▸ **Text provided**
Sunday, December 25, 2016

You Think You Understand the New Eval System? You Don't. Here's Why

Attending a monthly Chapter Leader meeting during the weaning days of Joel Klein's Chancellorship felt a lot like visiting the crew who was stuck inside the walls of the Alamo. When there weren't complaints about the Quality Review or complaints about Klein's new emphasis on enforcement (dubbed 'Gotacha Squad'), there were complaints -howls, actually- about the capricious "U" ratings that teachers across the city were getting. 

Apparently, Klein had rigged the whole process so that any teacher whom one of his Leadership Academy principals didn't like simply got a U rating for no real reason. The backdrop to this, an appeal process with a three-person panel (one picked by the union, one picked by the city and one picked in some other Byzantine way) had been completely compromised and 99.9% of these U ratings were upheld on appeal many times with no evidence at all to support it. I can't tell you how many hours I spent in monthly Chapter Leader meetings listening to uncomfortable details about how this process was unfolding. I was CL for exactly two years and almost 1/2 of the time of each meeting back then was devoted to this one topic. 

So now, almost eight years later (and six years after Klein lost interest and moved on), the UFT has finally arrived at a defense for these capricious U ratings: The new new new new teacher evaluation system of 2014 2015 2016.

Groups ranging from Students' First to the UFT MORE caucus are objecting to it and the DoE and UFT's Unity Caucus is heralding it. 

Both sides are completely wrong. The simple fact is that the newest version of the evaluation is rooted in recent history, the result of scars still held by the people who run the city union and, at the end of the day, neither good or bad. It causes neither harm or pain and will not advance or regress our profession or our students in the slightest way. It is as useless, and as useful, as a teat on a very old bull.

Now if everyone can now stop clapping and stop objecting, that'd be great. Thanks.

The essence of the system is two words: Multiple Measures. Once you understand the concept of multiple measures, then you'll understand how utterly neutral this new agreement is. ICEUFT blog, written by a long time chapter leader who understood the world of the S/U rating system has objected that the union agreed to too many classroom observations (three times the amount other districts in the state gets). I was surprised at that objection because he, of all, chapter leaders, had to deal with high stakes classroom observations that resulted in unfair U ratings -rating that many times killed a teacher's whole career. The more classroom visits we have, the more watered down each visit's rating becomes and the less easy it is wreck a teacher's career.  Most teachers will have 4-6 observations over the course of the entire year. Thats 4-6 measures.

Fact: The more observations that are required, the harder an administrator has to work to hurt a teacher. It's easy to wreck a teacher's career when you have only 40 observations to perform per year. Try keeping on top of wicked task that with 250 observations to perform, data to enter in detailed manner and 'on the record' reports to generate for each and every observation. It's a lot harder to go after a teacher under that process.

▸ **Collected material**
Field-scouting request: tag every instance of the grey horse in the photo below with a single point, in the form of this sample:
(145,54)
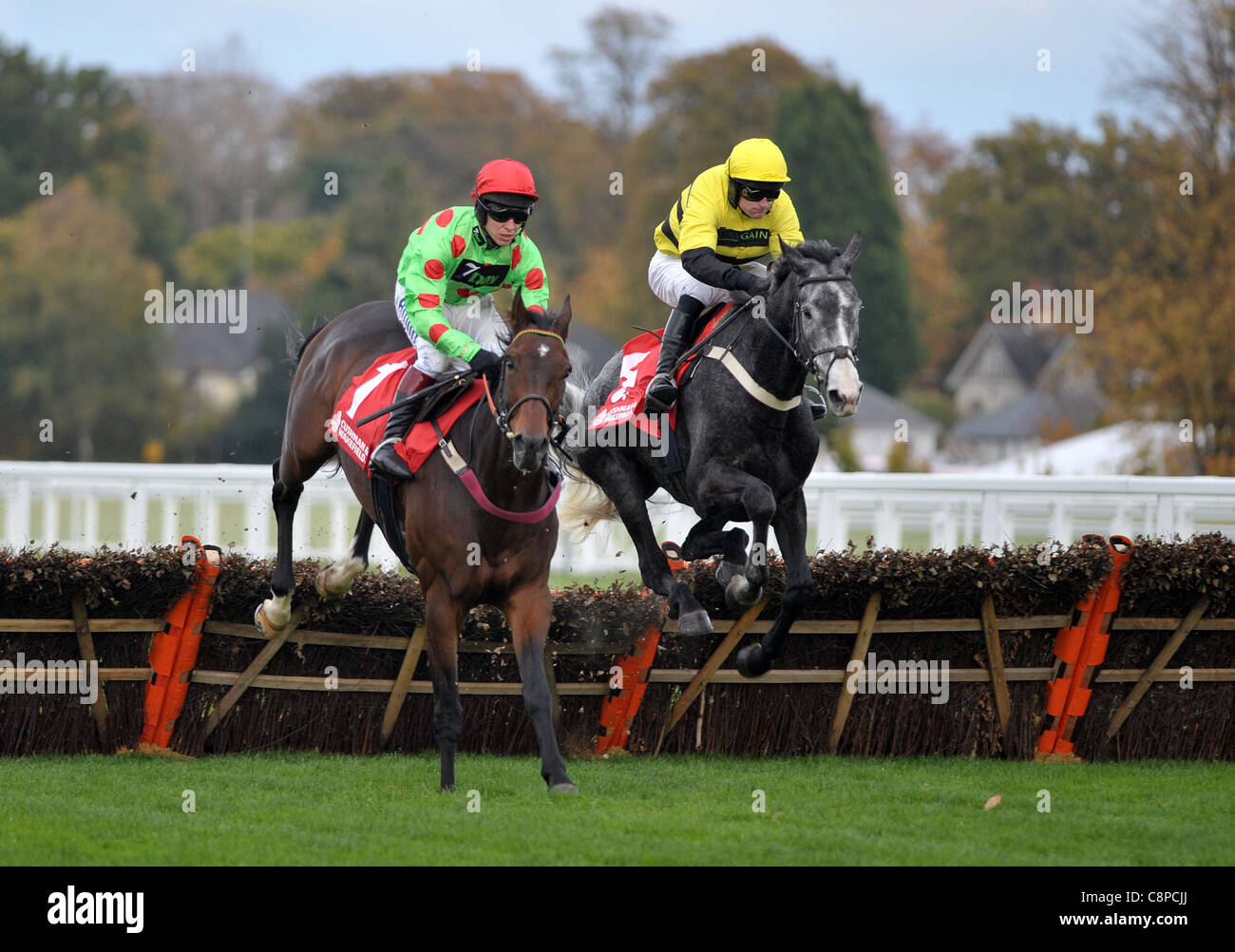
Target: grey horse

▸ **To do**
[1] In two sentences, summarize the blog post on the new teacher evaluation system.
[2] Please write what comes next in the blog post on the new teacher evaluation system, picking up after its final sentence.

▸ **Answers per task**
[1] The writer recalls that Chapter Leader meetings late in Joel Klein's time as Chancellor were dominated by complaints about capricious U ratings, which were almost always upheld on appeal. The writer then argues that the new evaluation system, heralded by the DoE and the UFT's Unity Caucus and opposed by groups from Students' First to the MORE caucus, is neither good nor bad, because it rests on multiple measures and its larger number of classroom observations waters down each visit's rating and makes it harder for an administrator to wreck a teacher's career.

[2]
That's not to say that it can't be done. Of course it can. But when it can be done, the observations had better align with the teachers' test results. Because if the two measures don't match the teachers' test scores, then the teacher still escapes with his or her middle finger fully in tact. 

And that test may now count for as much as half of the rating. That's unbelievably not good. However under the previous system, where testing counted for forty percent (just under 1/2), the tests themselves were cut into two different categories.  For HS teachers, this meant that how your students did counted for 20% and (in many cases), how all of the school's students performed on tests in your department counted for another 20%. That's 2 more measures. These became combined and when they did, it looked real bad for your capricious, abusive administrator if they did not match their observations of your teaching.  

That's not to say this system isn't bad. The truth is that no one pays attentions to Danielson at all until the teacher has been "I" rated for close to a year. Something (like Danielson) that no one understands can easily be used as a stick to beat someone with. But this stick is more reversible. It has a built-in review process and almost all of the APPR grievances in my building result in the observation being removed. Why? Because the process is so difficult to keep up with, it's almost impossible to do without breaking some rule of some sort. The best job in the NYC DoE is that of tenured AP. They don't want to ruin all that cushiness just to go after a teacher.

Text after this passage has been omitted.